(Beginning of INFORMATION)
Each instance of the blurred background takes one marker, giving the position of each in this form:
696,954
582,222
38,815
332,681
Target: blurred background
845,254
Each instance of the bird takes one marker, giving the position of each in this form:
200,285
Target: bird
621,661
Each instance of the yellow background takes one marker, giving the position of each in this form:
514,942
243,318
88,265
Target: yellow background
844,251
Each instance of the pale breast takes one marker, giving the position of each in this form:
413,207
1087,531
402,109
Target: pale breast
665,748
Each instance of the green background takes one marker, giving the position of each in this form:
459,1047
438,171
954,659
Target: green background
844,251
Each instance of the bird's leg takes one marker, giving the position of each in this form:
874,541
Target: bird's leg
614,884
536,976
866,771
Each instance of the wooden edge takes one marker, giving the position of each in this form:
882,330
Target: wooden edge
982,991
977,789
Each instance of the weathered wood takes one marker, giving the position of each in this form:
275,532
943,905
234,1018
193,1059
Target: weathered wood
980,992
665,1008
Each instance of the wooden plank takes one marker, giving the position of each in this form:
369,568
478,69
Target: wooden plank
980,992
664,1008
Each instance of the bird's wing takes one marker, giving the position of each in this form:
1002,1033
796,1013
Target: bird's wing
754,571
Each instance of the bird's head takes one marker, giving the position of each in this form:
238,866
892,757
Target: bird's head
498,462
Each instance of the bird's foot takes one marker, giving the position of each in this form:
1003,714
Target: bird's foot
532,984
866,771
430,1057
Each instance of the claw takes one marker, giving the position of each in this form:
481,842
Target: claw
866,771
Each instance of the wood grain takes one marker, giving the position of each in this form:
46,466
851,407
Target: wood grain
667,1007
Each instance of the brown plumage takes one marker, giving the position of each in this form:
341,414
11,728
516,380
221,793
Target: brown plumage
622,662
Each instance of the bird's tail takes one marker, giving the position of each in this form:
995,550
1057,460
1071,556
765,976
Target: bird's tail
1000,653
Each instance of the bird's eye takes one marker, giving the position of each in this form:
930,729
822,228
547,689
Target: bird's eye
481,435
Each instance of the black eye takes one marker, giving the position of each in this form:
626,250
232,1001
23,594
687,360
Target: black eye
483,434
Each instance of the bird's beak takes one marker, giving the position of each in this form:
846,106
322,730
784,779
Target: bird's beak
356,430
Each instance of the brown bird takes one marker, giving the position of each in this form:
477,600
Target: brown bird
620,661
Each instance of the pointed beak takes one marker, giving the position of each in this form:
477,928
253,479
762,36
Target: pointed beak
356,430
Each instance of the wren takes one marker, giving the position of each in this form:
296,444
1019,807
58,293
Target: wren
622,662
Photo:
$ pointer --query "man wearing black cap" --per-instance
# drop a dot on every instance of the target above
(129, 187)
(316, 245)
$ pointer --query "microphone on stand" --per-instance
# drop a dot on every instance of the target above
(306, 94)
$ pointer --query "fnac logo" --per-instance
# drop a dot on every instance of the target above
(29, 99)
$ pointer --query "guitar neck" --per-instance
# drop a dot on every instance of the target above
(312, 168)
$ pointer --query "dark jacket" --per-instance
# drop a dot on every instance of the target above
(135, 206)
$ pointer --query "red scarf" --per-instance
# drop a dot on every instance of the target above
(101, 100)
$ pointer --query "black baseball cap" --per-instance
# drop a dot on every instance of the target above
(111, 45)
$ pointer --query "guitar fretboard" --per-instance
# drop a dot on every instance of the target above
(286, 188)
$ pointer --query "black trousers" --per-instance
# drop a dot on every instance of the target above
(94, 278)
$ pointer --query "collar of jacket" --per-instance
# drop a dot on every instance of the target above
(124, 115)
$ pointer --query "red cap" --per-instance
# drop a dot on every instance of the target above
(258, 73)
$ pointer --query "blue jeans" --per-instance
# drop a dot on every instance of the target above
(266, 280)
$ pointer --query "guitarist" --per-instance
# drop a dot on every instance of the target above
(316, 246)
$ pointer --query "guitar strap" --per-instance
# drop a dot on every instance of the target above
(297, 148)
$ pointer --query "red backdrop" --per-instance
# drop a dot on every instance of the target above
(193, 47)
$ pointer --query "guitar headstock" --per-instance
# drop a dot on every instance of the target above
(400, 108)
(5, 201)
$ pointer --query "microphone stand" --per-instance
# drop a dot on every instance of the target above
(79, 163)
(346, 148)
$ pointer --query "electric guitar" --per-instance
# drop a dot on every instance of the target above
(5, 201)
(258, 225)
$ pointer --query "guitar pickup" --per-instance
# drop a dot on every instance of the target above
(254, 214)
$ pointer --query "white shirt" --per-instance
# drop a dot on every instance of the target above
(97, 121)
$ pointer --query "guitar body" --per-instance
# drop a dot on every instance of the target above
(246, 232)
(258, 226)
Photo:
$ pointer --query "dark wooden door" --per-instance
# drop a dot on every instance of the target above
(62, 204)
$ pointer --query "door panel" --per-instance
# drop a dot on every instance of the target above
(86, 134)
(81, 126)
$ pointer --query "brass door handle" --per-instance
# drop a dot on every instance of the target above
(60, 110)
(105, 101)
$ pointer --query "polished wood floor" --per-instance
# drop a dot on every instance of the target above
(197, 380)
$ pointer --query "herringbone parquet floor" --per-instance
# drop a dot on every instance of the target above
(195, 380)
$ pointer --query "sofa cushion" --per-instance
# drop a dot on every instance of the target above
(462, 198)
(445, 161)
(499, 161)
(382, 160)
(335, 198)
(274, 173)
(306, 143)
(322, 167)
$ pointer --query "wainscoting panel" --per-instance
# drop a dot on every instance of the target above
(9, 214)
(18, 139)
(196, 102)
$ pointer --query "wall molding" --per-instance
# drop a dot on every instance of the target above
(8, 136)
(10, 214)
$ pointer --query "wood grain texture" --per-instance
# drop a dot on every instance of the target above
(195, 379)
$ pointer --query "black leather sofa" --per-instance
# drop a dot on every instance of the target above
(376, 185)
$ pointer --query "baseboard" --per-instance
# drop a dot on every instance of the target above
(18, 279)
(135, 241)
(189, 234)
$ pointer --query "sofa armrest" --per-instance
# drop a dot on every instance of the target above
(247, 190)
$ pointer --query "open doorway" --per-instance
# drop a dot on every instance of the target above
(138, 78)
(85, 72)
(End of INFORMATION)
INSTRUCTIONS FOR THE TASK: Retype every record above exactly.

FINISHED TASK:
Each instance of the blurred background takes one marker, giving the position of each in this form:
696,954
582,222
38,815
332,681
Target: blurred background
845,254
Each instance of the bird takes one marker, giving the position of each in this form:
200,285
Target: bird
621,661
Each instance of the yellow background takes one marker, giving the position of each in this form:
514,942
243,318
88,265
Target: yellow background
844,251
Each instance of the pale breast takes one marker, giving the position of each in this form:
413,207
1087,531
402,109
Target: pale breast
665,748
Each instance of the green background takes one marker, giving the position of each in this form:
459,1047
438,171
954,659
Target: green background
844,251
Each instance of the bird's leg takes one marker, giving the position of each in this form:
874,541
Target: bird's leg
614,884
536,976
866,771
Each instance of the wooden edge takes one marker, giving the position of each in this form:
882,330
Target: wooden edge
982,991
977,789
Each instance of the weathered wood takes one marker, giving the position of each in this form:
275,532
943,905
234,1018
193,1059
Target: weathered wood
980,992
665,1008
Each instance of the wooden plank takes one marker, giving the position of each in this form:
369,568
478,69
Target: wooden plank
980,992
664,1008
Each instance of the bird's wing takes one marker, giving the position of each in this form:
1002,1033
796,1013
Target: bird's wing
754,571
Each instance of the bird's head takes one marker, giving the position of each in this form:
238,866
892,757
Target: bird's head
498,462
Each instance of the bird's foot takes one marker, giving the position of each in this form:
1003,714
Target: bird's foot
532,984
866,771
430,1057
Each instance of the claw takes one marker, giving the position of each in this form:
481,842
Target: claw
866,771
Each instance of the wood grain takes one marker, giving the position of each in this form:
46,466
851,407
Target: wood grain
667,1007
Each instance of the brown plumage takes one marker, giving the position of each in this form:
341,414
11,728
516,380
221,793
Target: brown plumage
622,662
Each instance of the bird's tail takes one marker, giving the position of each in this form:
995,550
1057,460
1071,556
765,976
Target: bird's tail
1000,653
Each instance of the bird's eye takes one marker, giving the position of each in this form:
930,729
822,228
547,689
Target: bird's eye
481,435
Each instance of the black eye takes one marker, giving the position of each in this form:
626,250
232,1001
23,594
687,360
Target: black eye
483,434
Each instance of the bird's beak takes one marker, giving the position of each in this form:
846,106
322,730
784,779
Target: bird's beak
356,430
Each instance of the brown bird takes one marker, giving the position of each in this form:
477,600
Target: brown bird
620,661
Each instance of the pointed beak takes one marker, giving the position of each in this form:
477,928
253,479
762,36
Target: pointed beak
356,430
Each instance of the wren takes one marker, giving the position of each in this form:
296,444
1019,807
58,293
Target: wren
622,662
Photo:
$ pointer --query "man wearing black cap" --per-instance
# drop a dot on every instance of the target above
(129, 187)
(316, 245)
$ pointer --query "microphone on stand" --per-instance
# drop a dot on every instance of the target above
(306, 94)
$ pointer --query "fnac logo" --per-instance
# drop a dot on every instance of the target above
(29, 99)
$ pointer --query "guitar neck" --per-instance
# drop a dot on every instance of the target above
(312, 168)
$ pointer --query "dark jacket" --per-instance
# drop a dot on every instance of the target above
(135, 206)
$ pointer --query "red scarf" --per-instance
# drop a dot on every instance of the target above
(101, 100)
$ pointer --query "black baseball cap" --per-instance
# drop a dot on every instance of the target above
(111, 45)
$ pointer --query "guitar fretboard" --per-instance
# drop a dot on every instance of the target above
(286, 188)
$ pointer --query "black trousers" --per-instance
# drop a dot on every instance of the target above
(94, 278)
$ pointer --query "collar of jacket" --per-instance
# drop a dot on every instance of the target above
(124, 115)
$ pointer --query "red cap" --per-instance
# drop a dot on every instance of the target above
(258, 73)
$ pointer --query "blue jeans" --per-instance
# drop a dot on every instance of the target above
(266, 280)
$ pointer --query "guitarist" --per-instance
# drop a dot on every instance of the target above
(316, 246)
$ pointer --query "guitar strap" --per-instance
# drop a dot on every instance of the target above
(297, 148)
$ pointer --query "red backdrop" --per-instance
# drop a dot on every instance of the target above
(193, 47)
$ pointer --query "guitar headstock" --per-instance
# drop a dot on every instance of the target above
(400, 108)
(5, 201)
$ pointer --query "microphone stand" --per-instance
# drop a dot on every instance of the target above
(79, 163)
(346, 148)
$ pointer --query "electric guitar" --per-instance
# drop a dot on every instance of the target above
(5, 201)
(258, 225)
$ pointer --query "guitar pickup" --per-instance
# drop a dot on every instance of the target above
(254, 214)
$ pointer --query "white shirt" --per-instance
# drop a dot on every instance of the target above
(97, 121)
$ pointer --query "guitar body" --per-instance
# drop a dot on every instance of the target above
(246, 232)
(258, 226)
Photo:
$ pointer --query "dark wooden door" --per-instance
# drop a dot on every instance of the target above
(62, 204)
$ pointer --query "door panel" --per-instance
# drop a dot on every instance of the target above
(86, 134)
(81, 126)
$ pointer --query "brass door handle" --per-instance
# drop a dot on every instance of the target above
(60, 110)
(105, 101)
$ pointer --query "polished wood floor" --per-instance
# drop a dot on every instance of the target above
(197, 380)
$ pointer --query "herringbone parquet floor" --per-instance
# drop a dot on every instance of the target above
(195, 380)
$ pointer --query "sofa cushion" --per-instance
# drop a dot on every instance of the target above
(462, 198)
(445, 161)
(499, 161)
(382, 160)
(335, 198)
(274, 173)
(306, 143)
(322, 167)
$ pointer --query "wainscoting panel" --per-instance
# drop a dot on every instance of the target above
(9, 214)
(18, 139)
(196, 102)
$ pointer --query "wall molding" --per-instance
# drop a dot on every instance of the target above
(8, 136)
(10, 214)
$ pointer --query "wood grain texture" --per-instance
# drop a dot on every instance of the target above
(195, 379)
$ pointer --query "black leather sofa" --per-instance
# drop a dot on every instance of the target above
(376, 185)
$ pointer --query "baseboard" --per-instance
# drop a dot on every instance of the target above
(18, 279)
(135, 241)
(189, 234)
$ pointer --query "sofa armrest" --per-instance
# drop a dot on every instance of the target above
(247, 190)
$ pointer --query "open doorway" --per-instance
# drop a dot on every instance of the target above
(138, 78)
(85, 72)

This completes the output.